Can you copy word for word every line from the one containing "Isolate any visible subway" through the end of the records, and nothing else?

Region annotation records
═══

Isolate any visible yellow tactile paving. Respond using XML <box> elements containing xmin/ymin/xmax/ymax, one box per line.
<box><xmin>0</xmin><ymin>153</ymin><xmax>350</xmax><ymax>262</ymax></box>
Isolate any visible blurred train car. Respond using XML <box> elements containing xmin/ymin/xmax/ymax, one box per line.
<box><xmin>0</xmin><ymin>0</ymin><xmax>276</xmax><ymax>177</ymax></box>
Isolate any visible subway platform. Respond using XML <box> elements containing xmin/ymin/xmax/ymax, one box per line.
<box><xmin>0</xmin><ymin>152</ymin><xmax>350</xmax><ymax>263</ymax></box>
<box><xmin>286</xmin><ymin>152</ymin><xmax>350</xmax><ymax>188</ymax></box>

═══

- _Response to the exercise_
Isolate any visible subway platform. Respond using XML <box> elements containing xmin/ymin/xmax/ymax, one box per line.
<box><xmin>0</xmin><ymin>152</ymin><xmax>350</xmax><ymax>263</ymax></box>
<box><xmin>286</xmin><ymin>152</ymin><xmax>350</xmax><ymax>188</ymax></box>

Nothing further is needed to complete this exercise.